▶ _Stated task_:
Duplicate the records that begin at the line containing "Definition first: for each instance of the shrub, the" and stop after the line containing "[[473, 237]]", including both of those lines.

▶ _Data for this exercise_:

· · ·

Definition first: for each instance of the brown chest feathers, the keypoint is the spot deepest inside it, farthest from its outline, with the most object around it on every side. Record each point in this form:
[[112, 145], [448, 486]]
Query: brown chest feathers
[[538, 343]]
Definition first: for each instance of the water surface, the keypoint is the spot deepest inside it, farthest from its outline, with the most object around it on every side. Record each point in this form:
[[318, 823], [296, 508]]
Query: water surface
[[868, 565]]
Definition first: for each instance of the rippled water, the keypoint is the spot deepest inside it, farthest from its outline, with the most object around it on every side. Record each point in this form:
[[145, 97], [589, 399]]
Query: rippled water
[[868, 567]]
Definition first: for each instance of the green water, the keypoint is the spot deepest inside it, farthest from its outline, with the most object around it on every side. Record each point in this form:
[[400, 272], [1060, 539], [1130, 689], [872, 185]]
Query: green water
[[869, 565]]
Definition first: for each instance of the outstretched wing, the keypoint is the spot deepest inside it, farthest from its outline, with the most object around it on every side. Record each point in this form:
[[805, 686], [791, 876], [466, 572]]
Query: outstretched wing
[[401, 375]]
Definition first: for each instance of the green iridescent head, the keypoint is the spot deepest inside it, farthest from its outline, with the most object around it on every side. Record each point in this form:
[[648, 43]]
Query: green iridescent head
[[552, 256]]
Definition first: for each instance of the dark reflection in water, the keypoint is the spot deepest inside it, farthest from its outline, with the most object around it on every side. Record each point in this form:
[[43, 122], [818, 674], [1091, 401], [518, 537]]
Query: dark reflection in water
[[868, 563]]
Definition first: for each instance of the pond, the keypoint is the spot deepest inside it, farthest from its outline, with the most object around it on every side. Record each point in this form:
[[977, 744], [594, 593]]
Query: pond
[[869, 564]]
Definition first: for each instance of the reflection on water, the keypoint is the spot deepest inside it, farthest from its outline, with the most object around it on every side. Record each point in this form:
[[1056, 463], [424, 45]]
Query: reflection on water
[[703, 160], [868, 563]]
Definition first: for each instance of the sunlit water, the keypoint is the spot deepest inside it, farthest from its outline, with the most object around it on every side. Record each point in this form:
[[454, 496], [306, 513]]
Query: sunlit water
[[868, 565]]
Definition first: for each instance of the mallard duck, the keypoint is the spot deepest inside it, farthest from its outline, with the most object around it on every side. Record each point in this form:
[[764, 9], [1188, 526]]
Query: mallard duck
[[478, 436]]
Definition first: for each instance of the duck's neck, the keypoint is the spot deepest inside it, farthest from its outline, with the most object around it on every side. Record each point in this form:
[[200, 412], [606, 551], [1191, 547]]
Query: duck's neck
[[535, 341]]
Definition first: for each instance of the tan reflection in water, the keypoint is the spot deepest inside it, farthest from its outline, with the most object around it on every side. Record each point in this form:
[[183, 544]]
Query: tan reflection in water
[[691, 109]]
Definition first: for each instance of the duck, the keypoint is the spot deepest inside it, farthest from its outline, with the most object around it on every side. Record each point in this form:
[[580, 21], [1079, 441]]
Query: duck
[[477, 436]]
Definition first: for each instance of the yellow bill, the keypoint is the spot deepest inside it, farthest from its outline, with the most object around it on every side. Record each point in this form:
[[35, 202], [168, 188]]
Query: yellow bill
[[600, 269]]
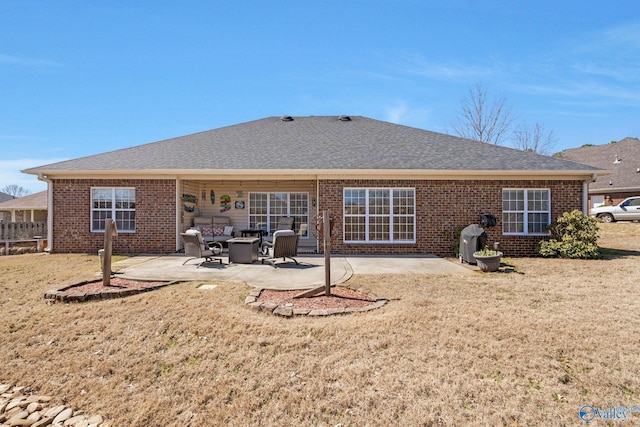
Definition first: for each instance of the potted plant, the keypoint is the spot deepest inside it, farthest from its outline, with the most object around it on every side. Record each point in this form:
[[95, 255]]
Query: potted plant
[[488, 260]]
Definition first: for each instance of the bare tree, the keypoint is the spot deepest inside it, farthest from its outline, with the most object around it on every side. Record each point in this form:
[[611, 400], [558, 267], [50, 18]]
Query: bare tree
[[483, 119], [536, 139], [15, 190]]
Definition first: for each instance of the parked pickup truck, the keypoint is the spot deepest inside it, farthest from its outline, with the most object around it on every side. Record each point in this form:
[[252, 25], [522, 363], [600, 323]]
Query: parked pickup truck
[[627, 210]]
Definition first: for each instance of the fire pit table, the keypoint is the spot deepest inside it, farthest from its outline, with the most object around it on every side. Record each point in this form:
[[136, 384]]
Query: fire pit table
[[243, 250]]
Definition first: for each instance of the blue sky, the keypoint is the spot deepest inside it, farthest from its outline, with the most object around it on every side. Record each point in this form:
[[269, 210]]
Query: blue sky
[[86, 77]]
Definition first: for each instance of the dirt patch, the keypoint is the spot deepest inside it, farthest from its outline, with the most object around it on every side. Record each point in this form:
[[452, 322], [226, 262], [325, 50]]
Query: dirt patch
[[341, 297], [95, 290]]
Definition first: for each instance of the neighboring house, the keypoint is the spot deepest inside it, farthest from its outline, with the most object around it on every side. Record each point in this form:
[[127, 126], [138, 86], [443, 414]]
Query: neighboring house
[[622, 159], [29, 208], [393, 189], [4, 197]]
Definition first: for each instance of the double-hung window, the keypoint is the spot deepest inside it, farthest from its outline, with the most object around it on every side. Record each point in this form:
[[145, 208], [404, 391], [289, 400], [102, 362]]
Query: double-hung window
[[525, 211], [118, 204], [379, 215]]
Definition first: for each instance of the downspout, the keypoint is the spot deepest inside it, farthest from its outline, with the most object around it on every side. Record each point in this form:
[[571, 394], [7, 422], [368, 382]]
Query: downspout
[[49, 182], [585, 193], [179, 213]]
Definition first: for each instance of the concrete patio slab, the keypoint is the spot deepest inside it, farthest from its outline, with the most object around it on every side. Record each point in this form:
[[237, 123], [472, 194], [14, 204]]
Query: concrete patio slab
[[309, 273]]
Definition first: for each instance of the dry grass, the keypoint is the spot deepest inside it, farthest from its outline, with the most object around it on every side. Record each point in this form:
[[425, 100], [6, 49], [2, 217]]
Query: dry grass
[[491, 349]]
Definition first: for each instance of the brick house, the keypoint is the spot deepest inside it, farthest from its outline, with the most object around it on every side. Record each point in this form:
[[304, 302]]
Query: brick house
[[393, 189]]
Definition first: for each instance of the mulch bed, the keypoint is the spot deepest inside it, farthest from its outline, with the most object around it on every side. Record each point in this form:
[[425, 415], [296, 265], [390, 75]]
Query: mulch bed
[[94, 290]]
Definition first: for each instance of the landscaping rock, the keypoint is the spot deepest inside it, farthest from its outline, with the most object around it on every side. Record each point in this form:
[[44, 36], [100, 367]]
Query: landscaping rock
[[18, 407]]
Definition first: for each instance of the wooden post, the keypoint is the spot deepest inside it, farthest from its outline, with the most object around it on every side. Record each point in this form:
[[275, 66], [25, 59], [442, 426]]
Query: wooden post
[[327, 252], [110, 230]]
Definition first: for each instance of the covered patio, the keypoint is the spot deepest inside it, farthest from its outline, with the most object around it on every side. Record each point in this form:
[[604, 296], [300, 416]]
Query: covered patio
[[251, 204]]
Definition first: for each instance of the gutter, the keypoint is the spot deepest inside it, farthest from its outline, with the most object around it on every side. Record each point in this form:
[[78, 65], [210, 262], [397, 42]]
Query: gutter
[[49, 182]]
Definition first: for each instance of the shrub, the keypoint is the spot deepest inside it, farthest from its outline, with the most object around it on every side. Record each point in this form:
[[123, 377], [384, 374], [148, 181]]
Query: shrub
[[573, 235]]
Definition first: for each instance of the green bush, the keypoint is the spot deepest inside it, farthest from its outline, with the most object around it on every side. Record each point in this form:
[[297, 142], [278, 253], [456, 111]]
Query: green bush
[[573, 235]]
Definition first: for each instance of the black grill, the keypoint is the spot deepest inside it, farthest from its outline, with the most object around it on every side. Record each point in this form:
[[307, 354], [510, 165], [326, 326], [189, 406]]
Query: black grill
[[473, 237]]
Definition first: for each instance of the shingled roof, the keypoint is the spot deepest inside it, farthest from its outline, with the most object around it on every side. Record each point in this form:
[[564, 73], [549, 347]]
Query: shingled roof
[[316, 143], [621, 158]]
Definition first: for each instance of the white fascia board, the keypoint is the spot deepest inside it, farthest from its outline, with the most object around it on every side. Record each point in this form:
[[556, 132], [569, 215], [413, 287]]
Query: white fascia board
[[323, 174]]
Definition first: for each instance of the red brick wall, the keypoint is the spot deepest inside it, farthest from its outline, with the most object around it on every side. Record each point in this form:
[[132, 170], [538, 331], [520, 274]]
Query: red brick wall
[[155, 217], [442, 206]]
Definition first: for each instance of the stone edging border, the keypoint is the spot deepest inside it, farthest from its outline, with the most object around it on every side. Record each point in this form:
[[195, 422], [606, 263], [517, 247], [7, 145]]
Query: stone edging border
[[252, 302], [66, 294], [20, 406]]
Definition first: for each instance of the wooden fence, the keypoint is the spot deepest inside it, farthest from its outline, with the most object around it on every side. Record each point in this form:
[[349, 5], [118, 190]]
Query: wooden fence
[[16, 232]]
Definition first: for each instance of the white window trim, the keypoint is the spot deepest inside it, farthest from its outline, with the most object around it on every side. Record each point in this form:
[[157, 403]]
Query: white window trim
[[367, 216], [269, 214], [113, 208], [525, 212]]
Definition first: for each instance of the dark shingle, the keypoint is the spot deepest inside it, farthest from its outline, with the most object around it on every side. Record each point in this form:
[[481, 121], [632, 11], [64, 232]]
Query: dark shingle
[[315, 143]]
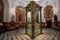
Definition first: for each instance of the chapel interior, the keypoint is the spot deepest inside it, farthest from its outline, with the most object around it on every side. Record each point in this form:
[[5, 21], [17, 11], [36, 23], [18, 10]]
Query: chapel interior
[[29, 19]]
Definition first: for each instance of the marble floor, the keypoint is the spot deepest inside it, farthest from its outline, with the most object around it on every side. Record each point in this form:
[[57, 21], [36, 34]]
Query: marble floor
[[48, 34]]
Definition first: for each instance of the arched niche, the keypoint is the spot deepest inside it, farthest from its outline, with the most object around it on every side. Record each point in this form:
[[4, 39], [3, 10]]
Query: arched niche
[[1, 10], [33, 28], [48, 12], [20, 14]]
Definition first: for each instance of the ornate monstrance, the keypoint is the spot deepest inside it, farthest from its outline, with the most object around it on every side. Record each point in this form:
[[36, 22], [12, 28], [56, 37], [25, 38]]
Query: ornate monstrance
[[32, 30]]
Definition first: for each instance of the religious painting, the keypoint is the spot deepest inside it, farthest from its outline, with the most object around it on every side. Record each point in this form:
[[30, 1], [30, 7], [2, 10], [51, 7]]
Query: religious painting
[[48, 12], [20, 14]]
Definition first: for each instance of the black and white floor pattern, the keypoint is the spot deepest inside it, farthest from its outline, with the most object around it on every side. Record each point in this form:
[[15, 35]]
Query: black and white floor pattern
[[48, 34]]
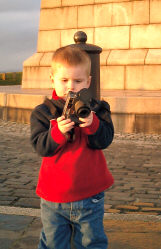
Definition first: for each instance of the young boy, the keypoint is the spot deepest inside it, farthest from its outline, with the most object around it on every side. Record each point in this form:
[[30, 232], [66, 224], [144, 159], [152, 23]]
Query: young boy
[[73, 174]]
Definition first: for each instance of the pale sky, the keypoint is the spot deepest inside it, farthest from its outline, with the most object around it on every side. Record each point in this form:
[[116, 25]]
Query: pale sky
[[19, 24]]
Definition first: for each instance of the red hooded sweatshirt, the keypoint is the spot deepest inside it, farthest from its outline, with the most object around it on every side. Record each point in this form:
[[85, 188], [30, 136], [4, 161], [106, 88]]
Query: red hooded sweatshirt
[[70, 171]]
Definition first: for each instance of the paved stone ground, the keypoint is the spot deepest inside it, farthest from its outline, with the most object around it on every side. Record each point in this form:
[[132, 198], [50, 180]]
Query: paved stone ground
[[134, 160]]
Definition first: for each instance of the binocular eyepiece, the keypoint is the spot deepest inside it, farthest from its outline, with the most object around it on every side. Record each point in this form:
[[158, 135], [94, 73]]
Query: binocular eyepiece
[[77, 105]]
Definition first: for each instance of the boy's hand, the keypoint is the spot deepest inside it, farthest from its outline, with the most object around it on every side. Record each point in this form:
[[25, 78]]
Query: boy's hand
[[87, 121], [64, 125]]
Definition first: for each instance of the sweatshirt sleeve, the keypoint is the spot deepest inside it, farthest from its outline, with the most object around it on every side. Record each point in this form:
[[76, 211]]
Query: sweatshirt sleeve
[[45, 137], [101, 131]]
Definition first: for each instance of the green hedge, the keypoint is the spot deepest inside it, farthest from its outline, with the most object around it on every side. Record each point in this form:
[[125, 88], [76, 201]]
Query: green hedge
[[10, 78]]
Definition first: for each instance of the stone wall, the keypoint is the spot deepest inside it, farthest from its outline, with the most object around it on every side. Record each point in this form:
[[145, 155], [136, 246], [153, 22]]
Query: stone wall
[[129, 33]]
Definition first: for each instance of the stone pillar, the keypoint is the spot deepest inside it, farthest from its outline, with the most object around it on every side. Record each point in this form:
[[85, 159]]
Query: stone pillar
[[127, 31]]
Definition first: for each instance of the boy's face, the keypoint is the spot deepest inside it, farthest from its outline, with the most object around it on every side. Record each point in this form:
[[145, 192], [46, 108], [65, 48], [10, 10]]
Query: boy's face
[[70, 78]]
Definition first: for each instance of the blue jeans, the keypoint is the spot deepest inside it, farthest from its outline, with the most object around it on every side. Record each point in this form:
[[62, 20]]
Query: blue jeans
[[80, 221]]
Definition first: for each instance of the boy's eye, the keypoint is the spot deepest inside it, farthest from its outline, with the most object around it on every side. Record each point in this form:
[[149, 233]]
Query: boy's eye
[[78, 81], [64, 80]]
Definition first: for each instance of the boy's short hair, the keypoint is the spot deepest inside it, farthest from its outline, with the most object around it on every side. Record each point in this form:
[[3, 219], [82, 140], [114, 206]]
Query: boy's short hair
[[71, 56]]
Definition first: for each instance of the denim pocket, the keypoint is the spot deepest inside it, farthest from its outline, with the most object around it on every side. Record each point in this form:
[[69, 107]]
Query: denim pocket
[[98, 197]]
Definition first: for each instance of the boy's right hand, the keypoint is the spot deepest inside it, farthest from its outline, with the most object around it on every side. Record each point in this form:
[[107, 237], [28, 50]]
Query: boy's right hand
[[64, 125]]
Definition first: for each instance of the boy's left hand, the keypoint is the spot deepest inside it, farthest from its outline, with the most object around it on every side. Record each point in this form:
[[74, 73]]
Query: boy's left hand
[[86, 121]]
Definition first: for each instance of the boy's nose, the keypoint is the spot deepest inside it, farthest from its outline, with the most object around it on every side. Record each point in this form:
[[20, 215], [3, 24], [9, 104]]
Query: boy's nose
[[71, 85]]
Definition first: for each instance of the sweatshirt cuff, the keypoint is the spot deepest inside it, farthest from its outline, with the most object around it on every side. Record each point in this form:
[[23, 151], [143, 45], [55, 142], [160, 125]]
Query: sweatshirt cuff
[[57, 136], [89, 130]]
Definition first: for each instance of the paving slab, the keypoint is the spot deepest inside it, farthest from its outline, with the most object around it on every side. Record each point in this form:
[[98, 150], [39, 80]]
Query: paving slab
[[20, 229]]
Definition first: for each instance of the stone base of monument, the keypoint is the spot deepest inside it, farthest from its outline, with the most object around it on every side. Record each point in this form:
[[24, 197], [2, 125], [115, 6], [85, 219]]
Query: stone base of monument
[[132, 111]]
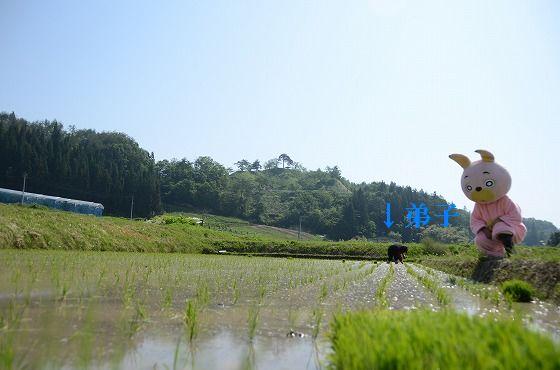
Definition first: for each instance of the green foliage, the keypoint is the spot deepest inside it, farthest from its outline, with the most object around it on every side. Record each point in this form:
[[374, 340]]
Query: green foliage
[[170, 219], [106, 167], [554, 239], [406, 340], [518, 290], [431, 247], [539, 232]]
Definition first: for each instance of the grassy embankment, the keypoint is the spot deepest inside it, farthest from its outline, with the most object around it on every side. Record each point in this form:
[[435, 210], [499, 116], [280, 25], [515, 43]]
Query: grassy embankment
[[404, 340], [38, 228], [27, 227]]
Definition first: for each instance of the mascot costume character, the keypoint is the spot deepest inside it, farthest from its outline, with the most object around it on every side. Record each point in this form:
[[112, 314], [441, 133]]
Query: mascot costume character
[[496, 220]]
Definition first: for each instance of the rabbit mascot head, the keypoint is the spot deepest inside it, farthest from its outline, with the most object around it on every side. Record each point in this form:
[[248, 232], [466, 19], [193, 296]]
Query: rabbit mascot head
[[496, 220]]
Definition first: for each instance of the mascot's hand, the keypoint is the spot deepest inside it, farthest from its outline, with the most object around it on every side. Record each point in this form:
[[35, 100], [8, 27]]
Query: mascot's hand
[[487, 232], [490, 224]]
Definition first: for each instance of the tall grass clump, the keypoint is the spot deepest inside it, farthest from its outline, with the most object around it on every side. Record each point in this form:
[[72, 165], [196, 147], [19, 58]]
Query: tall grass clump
[[405, 340], [518, 290]]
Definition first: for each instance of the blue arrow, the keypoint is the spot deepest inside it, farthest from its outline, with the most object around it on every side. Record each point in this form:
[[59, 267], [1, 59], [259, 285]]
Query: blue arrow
[[388, 221]]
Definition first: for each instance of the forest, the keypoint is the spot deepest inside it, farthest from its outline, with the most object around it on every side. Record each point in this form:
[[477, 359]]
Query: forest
[[111, 168]]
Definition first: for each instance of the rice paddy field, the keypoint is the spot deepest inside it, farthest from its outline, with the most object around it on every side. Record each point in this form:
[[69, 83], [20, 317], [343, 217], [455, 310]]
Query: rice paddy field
[[125, 310]]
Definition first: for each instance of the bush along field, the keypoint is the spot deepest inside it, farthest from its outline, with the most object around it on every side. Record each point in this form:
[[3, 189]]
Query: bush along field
[[80, 292]]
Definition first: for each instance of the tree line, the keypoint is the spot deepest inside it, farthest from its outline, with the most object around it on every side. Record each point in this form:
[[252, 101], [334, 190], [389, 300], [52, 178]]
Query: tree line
[[110, 168]]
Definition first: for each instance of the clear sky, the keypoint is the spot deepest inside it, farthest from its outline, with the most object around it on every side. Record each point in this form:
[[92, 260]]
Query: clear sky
[[384, 89]]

· · ·

▶ _Solved exercise_:
Definition first: for each instance of the shrub, the keypoint is the spot deepest inside it, farthest from its outline, with the most object around it on every side. Record each point in this form:
[[123, 377], [384, 374], [148, 181]]
Query: shrub
[[573, 235]]
Definition first: for each instance of the green bush, the keypoint is the spot deepest inside it, farthest from its outline, with the most object around it on every side. Record each point in this form:
[[297, 142], [278, 253], [456, 111]]
Query: green bush
[[573, 235]]
Definition first: for each instance of the black grill, the keypoint is the spot deepest inside it, farthest from its outline, with the most object around it on every side. Record each point in this form:
[[307, 354], [510, 165], [326, 326], [189, 406]]
Query: black grill
[[473, 237]]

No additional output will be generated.